#### [DATASET RECORDS]
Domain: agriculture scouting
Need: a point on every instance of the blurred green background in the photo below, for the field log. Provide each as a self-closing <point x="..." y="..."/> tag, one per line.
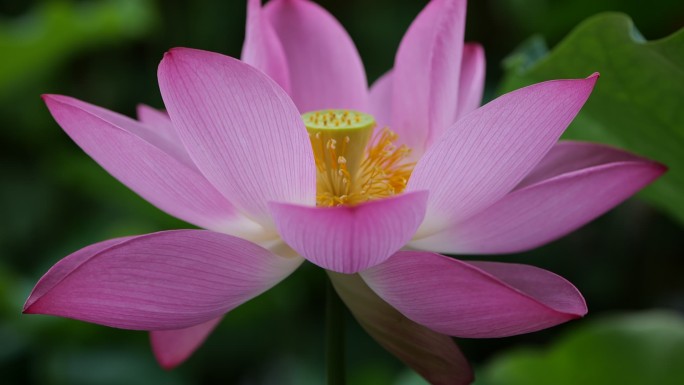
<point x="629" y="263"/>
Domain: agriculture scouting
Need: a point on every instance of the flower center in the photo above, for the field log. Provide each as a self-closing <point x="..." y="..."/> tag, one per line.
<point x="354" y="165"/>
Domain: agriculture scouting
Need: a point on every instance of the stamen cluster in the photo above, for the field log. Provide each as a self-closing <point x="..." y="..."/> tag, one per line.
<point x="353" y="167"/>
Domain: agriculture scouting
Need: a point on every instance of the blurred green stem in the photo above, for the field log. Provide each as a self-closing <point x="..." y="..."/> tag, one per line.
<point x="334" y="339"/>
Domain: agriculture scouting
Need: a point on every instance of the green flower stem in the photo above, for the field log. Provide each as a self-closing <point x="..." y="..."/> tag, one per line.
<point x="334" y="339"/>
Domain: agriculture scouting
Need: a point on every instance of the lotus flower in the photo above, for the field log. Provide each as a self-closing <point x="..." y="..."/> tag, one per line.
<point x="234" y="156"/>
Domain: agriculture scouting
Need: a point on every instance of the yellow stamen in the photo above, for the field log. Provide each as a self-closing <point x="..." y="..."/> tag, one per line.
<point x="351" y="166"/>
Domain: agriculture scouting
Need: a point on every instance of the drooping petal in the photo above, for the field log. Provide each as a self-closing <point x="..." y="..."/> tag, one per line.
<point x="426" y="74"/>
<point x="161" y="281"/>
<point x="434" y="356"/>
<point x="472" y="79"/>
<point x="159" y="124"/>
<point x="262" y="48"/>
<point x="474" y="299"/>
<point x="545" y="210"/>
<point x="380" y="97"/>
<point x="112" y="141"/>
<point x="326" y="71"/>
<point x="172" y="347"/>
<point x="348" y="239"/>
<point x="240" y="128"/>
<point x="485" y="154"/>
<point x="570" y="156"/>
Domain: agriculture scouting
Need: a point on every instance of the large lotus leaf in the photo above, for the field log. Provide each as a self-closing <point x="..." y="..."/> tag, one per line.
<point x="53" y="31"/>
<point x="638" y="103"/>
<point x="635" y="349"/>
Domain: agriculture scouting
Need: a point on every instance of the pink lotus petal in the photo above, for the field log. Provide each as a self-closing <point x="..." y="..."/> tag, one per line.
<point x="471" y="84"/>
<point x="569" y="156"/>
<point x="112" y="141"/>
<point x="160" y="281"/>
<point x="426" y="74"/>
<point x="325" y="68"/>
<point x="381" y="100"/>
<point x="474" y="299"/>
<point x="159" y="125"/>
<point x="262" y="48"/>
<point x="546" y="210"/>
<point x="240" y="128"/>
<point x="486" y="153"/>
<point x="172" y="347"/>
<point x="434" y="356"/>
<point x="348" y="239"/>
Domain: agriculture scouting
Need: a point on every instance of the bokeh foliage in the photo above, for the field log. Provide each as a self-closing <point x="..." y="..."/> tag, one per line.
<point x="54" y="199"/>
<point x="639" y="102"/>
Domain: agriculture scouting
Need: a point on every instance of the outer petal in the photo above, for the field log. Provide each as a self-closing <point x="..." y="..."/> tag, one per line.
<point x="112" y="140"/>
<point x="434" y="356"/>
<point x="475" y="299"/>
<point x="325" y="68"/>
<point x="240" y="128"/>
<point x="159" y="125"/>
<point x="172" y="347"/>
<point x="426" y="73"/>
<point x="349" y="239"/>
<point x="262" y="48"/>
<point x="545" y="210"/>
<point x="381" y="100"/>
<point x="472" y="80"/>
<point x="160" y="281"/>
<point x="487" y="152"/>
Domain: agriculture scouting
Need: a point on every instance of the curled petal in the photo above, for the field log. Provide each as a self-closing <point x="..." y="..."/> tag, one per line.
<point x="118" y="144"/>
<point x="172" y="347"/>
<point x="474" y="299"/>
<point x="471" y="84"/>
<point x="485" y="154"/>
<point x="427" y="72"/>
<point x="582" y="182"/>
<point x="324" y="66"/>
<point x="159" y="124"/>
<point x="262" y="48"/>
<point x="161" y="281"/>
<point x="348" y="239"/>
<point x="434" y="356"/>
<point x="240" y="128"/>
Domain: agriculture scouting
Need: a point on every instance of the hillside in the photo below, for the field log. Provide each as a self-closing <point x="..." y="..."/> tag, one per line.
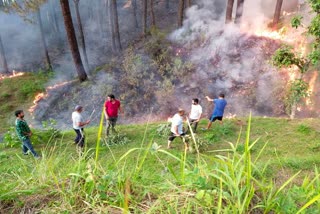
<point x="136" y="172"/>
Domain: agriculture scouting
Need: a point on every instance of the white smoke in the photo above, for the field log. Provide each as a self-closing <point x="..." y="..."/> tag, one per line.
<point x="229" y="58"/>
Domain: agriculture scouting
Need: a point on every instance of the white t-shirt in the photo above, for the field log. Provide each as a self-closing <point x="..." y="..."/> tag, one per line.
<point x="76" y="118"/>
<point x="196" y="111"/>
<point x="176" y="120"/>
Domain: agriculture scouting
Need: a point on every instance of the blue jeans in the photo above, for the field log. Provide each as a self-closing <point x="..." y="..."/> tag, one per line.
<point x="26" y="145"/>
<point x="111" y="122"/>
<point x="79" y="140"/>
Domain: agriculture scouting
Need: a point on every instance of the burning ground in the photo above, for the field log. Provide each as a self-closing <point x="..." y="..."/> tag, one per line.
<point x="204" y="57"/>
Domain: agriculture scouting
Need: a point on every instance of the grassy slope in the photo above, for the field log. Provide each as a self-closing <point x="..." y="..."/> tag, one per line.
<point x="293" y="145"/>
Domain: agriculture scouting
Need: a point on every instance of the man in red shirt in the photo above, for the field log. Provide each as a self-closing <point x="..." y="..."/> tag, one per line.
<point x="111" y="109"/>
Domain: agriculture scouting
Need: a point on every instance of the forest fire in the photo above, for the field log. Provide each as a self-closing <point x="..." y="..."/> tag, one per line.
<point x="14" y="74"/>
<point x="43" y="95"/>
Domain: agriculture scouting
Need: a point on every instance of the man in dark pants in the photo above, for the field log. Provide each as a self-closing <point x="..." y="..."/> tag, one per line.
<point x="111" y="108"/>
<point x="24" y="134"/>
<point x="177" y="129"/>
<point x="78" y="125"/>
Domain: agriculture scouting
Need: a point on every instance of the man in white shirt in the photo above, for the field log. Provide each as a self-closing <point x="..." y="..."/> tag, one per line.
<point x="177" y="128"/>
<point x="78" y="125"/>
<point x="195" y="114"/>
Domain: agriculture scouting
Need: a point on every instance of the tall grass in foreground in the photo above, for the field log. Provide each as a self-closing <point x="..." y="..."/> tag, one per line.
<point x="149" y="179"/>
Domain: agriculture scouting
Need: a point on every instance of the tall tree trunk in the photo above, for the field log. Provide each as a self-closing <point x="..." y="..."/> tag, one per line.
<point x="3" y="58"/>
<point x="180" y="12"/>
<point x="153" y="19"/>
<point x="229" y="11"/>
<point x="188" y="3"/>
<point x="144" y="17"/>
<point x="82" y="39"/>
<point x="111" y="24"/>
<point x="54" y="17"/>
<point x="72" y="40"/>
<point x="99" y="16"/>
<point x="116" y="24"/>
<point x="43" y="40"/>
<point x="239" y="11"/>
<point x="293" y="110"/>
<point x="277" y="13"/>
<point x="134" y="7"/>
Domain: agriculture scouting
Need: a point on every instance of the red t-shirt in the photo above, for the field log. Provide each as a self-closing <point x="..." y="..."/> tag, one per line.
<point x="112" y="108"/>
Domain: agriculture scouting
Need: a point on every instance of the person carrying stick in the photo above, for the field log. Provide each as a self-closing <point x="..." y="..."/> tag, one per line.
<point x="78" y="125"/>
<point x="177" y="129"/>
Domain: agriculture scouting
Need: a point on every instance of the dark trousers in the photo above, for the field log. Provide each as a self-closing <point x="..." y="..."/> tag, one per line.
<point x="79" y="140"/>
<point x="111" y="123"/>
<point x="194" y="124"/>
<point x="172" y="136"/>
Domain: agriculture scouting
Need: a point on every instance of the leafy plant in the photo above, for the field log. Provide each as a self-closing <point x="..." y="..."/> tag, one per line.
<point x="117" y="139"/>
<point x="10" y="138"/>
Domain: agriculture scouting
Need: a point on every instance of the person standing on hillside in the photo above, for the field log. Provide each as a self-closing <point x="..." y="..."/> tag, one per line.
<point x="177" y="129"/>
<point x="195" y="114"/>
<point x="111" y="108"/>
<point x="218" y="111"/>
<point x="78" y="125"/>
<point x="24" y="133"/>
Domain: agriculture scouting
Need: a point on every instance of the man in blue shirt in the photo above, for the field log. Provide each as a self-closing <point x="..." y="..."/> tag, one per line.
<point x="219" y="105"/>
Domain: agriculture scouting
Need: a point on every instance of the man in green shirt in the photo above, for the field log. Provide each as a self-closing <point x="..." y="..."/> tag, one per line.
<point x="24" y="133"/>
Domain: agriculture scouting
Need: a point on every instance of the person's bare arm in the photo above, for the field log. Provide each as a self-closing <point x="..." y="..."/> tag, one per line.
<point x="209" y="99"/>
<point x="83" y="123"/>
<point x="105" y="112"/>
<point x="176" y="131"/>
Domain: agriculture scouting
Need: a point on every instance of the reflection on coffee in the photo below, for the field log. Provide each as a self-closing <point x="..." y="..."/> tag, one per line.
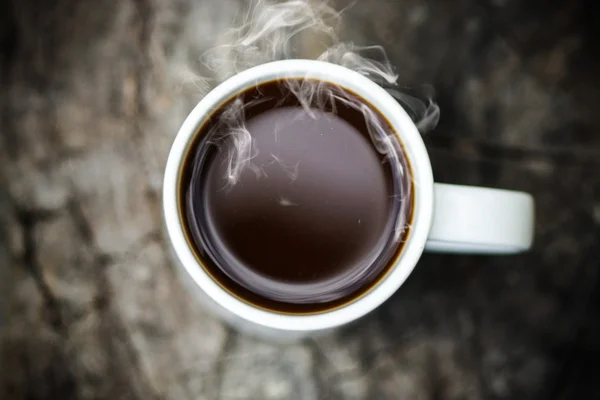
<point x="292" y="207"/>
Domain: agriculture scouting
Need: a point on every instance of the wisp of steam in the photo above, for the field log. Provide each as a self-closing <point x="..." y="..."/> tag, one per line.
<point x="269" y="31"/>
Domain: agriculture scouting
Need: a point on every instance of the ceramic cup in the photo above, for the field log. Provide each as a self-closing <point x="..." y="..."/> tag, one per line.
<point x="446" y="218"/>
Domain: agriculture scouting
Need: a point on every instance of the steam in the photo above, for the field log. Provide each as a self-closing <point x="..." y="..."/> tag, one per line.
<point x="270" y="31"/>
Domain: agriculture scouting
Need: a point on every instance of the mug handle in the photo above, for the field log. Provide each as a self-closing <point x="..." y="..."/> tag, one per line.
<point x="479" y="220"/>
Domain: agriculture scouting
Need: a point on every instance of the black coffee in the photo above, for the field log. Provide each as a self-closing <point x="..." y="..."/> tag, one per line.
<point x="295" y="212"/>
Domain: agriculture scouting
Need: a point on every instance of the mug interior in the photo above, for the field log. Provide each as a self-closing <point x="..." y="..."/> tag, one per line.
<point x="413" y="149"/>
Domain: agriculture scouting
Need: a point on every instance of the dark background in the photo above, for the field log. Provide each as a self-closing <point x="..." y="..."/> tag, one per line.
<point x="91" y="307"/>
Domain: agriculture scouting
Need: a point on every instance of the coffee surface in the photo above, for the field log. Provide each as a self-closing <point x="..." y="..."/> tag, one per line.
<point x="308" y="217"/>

#### [PROBLEM REQUIREMENTS]
Gather and copy out every line of the listing above that contains the string "green". Matching is case-sensitive.

#### [REPLY TO THE TASK]
Need: a point on every instance of the blurred green background in the photo below, for the field log. Provide each as a self-closing <point x="..." y="..."/> tag, one per line.
Need: a point on every instance of the blurred green stem in the photo above, for the field log. Provide each as a self-closing <point x="..." y="..."/> tag, one per line.
Need: a point on every instance of the green flower stem in the photo above, for the field log. Provide each as a self-closing <point x="..." y="..."/> tag, one per line.
Need: a point on every instance of the man in green shirt in the photo above, for the field log. Provide each as a self-closing <point x="..." y="..."/> tag, one per line.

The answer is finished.